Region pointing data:
○ ○ ○ ○ ○ ○ ○

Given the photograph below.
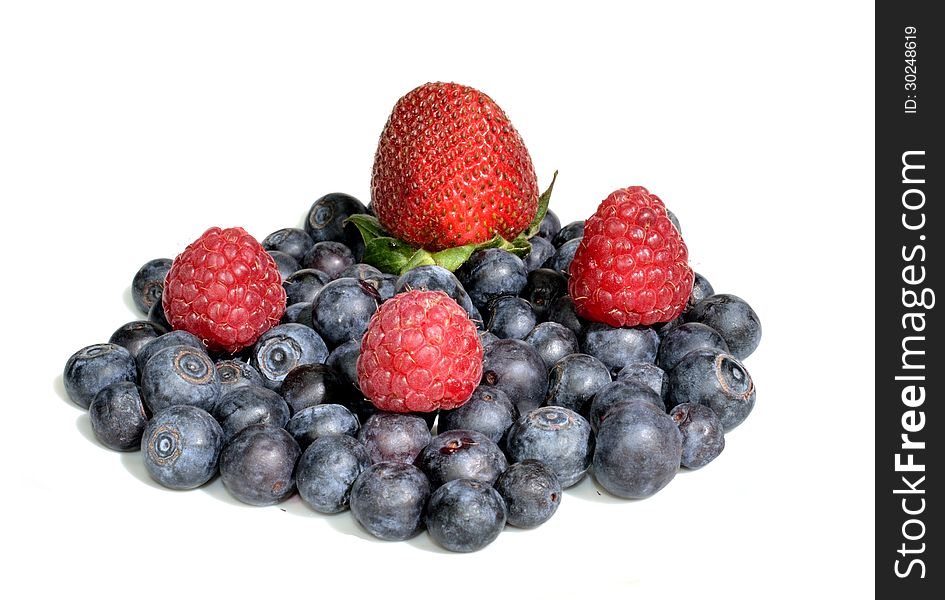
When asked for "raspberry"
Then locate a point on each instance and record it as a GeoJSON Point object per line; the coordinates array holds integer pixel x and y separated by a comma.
{"type": "Point", "coordinates": [225, 289]}
{"type": "Point", "coordinates": [631, 268]}
{"type": "Point", "coordinates": [421, 352]}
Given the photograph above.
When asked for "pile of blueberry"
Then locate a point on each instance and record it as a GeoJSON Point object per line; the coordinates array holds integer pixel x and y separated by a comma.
{"type": "Point", "coordinates": [560, 396]}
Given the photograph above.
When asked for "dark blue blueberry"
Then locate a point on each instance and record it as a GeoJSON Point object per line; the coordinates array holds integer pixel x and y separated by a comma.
{"type": "Point", "coordinates": [285, 263]}
{"type": "Point", "coordinates": [95, 367]}
{"type": "Point", "coordinates": [342, 310]}
{"type": "Point", "coordinates": [147, 286]}
{"type": "Point", "coordinates": [328, 469]}
{"type": "Point", "coordinates": [558, 437]}
{"type": "Point", "coordinates": [313, 422]}
{"type": "Point", "coordinates": [573, 381]}
{"type": "Point", "coordinates": [733, 318]}
{"type": "Point", "coordinates": [620, 392]}
{"type": "Point", "coordinates": [553, 341]}
{"type": "Point", "coordinates": [516, 368]}
{"type": "Point", "coordinates": [461, 454]}
{"type": "Point", "coordinates": [236, 373]}
{"type": "Point", "coordinates": [293, 241]}
{"type": "Point", "coordinates": [388, 499]}
{"type": "Point", "coordinates": [618, 347]}
{"type": "Point", "coordinates": [562, 311]}
{"type": "Point", "coordinates": [703, 439]}
{"type": "Point", "coordinates": [638, 450]}
{"type": "Point", "coordinates": [178, 337]}
{"type": "Point", "coordinates": [531, 491]}
{"type": "Point", "coordinates": [257, 466]}
{"type": "Point", "coordinates": [646, 373]}
{"type": "Point", "coordinates": [465, 515]}
{"type": "Point", "coordinates": [304, 285]}
{"type": "Point", "coordinates": [543, 287]}
{"type": "Point", "coordinates": [684, 339]}
{"type": "Point", "coordinates": [549, 227]}
{"type": "Point", "coordinates": [283, 348]}
{"type": "Point", "coordinates": [135, 335]}
{"type": "Point", "coordinates": [434, 277]}
{"type": "Point", "coordinates": [330, 258]}
{"type": "Point", "coordinates": [715, 379]}
{"type": "Point", "coordinates": [491, 273]}
{"type": "Point", "coordinates": [180, 375]}
{"type": "Point", "coordinates": [571, 231]}
{"type": "Point", "coordinates": [250, 405]}
{"type": "Point", "coordinates": [118, 416]}
{"type": "Point", "coordinates": [181, 447]}
{"type": "Point", "coordinates": [394, 436]}
{"type": "Point", "coordinates": [541, 251]}
{"type": "Point", "coordinates": [311, 385]}
{"type": "Point", "coordinates": [510, 317]}
{"type": "Point", "coordinates": [489, 411]}
{"type": "Point", "coordinates": [561, 261]}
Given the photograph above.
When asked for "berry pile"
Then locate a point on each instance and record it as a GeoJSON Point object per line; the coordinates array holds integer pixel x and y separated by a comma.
{"type": "Point", "coordinates": [452, 388]}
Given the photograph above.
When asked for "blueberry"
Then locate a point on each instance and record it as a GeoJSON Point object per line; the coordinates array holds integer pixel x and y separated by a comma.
{"type": "Point", "coordinates": [135, 335]}
{"type": "Point", "coordinates": [257, 466]}
{"type": "Point", "coordinates": [181, 447]}
{"type": "Point", "coordinates": [620, 392]}
{"type": "Point", "coordinates": [342, 310]}
{"type": "Point", "coordinates": [249, 405]}
{"type": "Point", "coordinates": [510, 317]}
{"type": "Point", "coordinates": [558, 437]}
{"type": "Point", "coordinates": [465, 515]}
{"type": "Point", "coordinates": [491, 273]}
{"type": "Point", "coordinates": [618, 347]}
{"type": "Point", "coordinates": [703, 439]}
{"type": "Point", "coordinates": [434, 277]}
{"type": "Point", "coordinates": [327, 470]}
{"type": "Point", "coordinates": [311, 385]}
{"type": "Point", "coordinates": [285, 263]}
{"type": "Point", "coordinates": [118, 416]}
{"type": "Point", "coordinates": [313, 422]}
{"type": "Point", "coordinates": [549, 227]}
{"type": "Point", "coordinates": [573, 381]}
{"type": "Point", "coordinates": [541, 251]}
{"type": "Point", "coordinates": [638, 450]}
{"type": "Point", "coordinates": [292, 241]}
{"type": "Point", "coordinates": [180, 375]}
{"type": "Point", "coordinates": [531, 492]}
{"type": "Point", "coordinates": [236, 373]}
{"type": "Point", "coordinates": [715, 379]}
{"type": "Point", "coordinates": [489, 411]}
{"type": "Point", "coordinates": [553, 341]}
{"type": "Point", "coordinates": [303, 285]}
{"type": "Point", "coordinates": [95, 367]}
{"type": "Point", "coordinates": [517, 369]}
{"type": "Point", "coordinates": [285, 347]}
{"type": "Point", "coordinates": [561, 261]}
{"type": "Point", "coordinates": [571, 231]}
{"type": "Point", "coordinates": [461, 454]}
{"type": "Point", "coordinates": [147, 286]}
{"type": "Point", "coordinates": [394, 436]}
{"type": "Point", "coordinates": [684, 339]}
{"type": "Point", "coordinates": [646, 373]}
{"type": "Point", "coordinates": [330, 258]}
{"type": "Point", "coordinates": [388, 500]}
{"type": "Point", "coordinates": [733, 318]}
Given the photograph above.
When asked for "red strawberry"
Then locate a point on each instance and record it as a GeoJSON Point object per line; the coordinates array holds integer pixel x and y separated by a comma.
{"type": "Point", "coordinates": [225, 289]}
{"type": "Point", "coordinates": [631, 267]}
{"type": "Point", "coordinates": [451, 170]}
{"type": "Point", "coordinates": [421, 352]}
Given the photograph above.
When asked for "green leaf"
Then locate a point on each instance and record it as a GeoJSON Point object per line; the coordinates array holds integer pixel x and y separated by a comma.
{"type": "Point", "coordinates": [543, 201]}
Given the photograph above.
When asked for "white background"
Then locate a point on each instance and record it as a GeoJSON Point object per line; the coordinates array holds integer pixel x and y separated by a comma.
{"type": "Point", "coordinates": [127, 129]}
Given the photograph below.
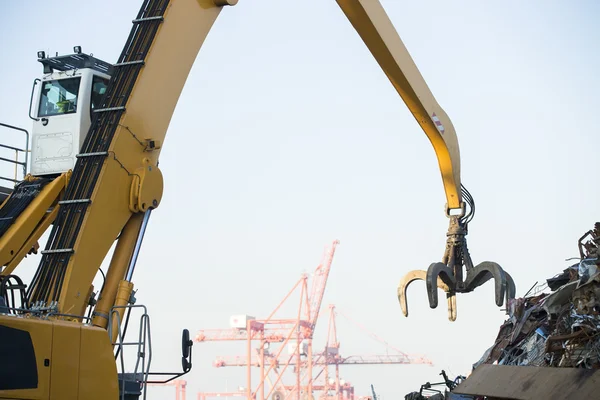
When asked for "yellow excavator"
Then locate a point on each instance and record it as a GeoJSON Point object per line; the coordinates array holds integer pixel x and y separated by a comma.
{"type": "Point", "coordinates": [94, 179]}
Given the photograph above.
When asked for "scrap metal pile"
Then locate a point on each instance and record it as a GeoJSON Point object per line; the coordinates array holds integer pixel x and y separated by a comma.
{"type": "Point", "coordinates": [560, 328]}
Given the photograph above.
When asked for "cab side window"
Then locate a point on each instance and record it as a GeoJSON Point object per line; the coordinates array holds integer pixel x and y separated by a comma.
{"type": "Point", "coordinates": [99, 85]}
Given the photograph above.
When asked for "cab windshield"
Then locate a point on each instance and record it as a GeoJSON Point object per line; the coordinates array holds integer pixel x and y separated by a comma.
{"type": "Point", "coordinates": [59, 97]}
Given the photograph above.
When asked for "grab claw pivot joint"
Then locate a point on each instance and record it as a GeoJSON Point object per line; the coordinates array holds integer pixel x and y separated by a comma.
{"type": "Point", "coordinates": [448, 274]}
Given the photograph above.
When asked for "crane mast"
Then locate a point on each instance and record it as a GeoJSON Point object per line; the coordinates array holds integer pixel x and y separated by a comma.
{"type": "Point", "coordinates": [107, 188]}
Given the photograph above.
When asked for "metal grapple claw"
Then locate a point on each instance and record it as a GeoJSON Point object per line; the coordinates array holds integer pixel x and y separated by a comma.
{"type": "Point", "coordinates": [456, 264]}
{"type": "Point", "coordinates": [422, 275]}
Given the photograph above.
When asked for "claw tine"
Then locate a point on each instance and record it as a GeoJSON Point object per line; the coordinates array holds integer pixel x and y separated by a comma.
{"type": "Point", "coordinates": [435, 273]}
{"type": "Point", "coordinates": [511, 289]}
{"type": "Point", "coordinates": [483, 272]}
{"type": "Point", "coordinates": [404, 282]}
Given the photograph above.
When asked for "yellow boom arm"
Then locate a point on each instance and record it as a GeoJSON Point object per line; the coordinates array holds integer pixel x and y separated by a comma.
{"type": "Point", "coordinates": [377, 31]}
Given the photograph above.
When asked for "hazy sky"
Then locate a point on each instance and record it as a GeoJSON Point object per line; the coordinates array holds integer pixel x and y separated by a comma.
{"type": "Point", "coordinates": [288, 135]}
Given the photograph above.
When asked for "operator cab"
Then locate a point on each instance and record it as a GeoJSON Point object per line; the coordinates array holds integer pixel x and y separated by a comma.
{"type": "Point", "coordinates": [71, 88]}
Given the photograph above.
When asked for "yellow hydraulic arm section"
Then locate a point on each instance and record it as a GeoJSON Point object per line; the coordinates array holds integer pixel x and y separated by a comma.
{"type": "Point", "coordinates": [377, 31]}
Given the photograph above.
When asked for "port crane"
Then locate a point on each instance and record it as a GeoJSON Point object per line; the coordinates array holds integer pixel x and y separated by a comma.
{"type": "Point", "coordinates": [98, 130]}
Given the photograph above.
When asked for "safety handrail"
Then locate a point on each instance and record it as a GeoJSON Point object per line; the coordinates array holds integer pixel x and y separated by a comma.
{"type": "Point", "coordinates": [17, 150]}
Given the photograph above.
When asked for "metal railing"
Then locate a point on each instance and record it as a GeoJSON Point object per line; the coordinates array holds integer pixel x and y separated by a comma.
{"type": "Point", "coordinates": [143, 346]}
{"type": "Point", "coordinates": [18, 151]}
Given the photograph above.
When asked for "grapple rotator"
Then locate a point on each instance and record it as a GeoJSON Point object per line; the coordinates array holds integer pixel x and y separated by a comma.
{"type": "Point", "coordinates": [456, 273]}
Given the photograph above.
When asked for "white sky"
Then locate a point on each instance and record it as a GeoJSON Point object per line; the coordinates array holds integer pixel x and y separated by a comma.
{"type": "Point", "coordinates": [288, 135]}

○ ○ ○ ○ ○ ○ ○

-- WHAT IS NEEDED --
If a line in the records contains the word "blueberry", copy it out.

-- TASK RESPONSE --
When asked for "pile of blueberry"
When asked for "dark blue blueberry"
When asked for "blueberry"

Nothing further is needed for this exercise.